__Given entries__
------------------------------------------------------------
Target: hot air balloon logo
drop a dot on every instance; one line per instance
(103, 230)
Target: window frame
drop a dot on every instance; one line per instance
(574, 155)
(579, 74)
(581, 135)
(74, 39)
------------------------------------------------------------
__What you need to do__
Please duplicate the listing above line for line, keeping every character unchanged.

__Result of the task__
Target: hot air balloon logo
drop a dot on every instance; one line per instance
(103, 230)
Target: window frame
drop a dot on every instance; one line per instance
(574, 155)
(579, 74)
(581, 135)
(74, 39)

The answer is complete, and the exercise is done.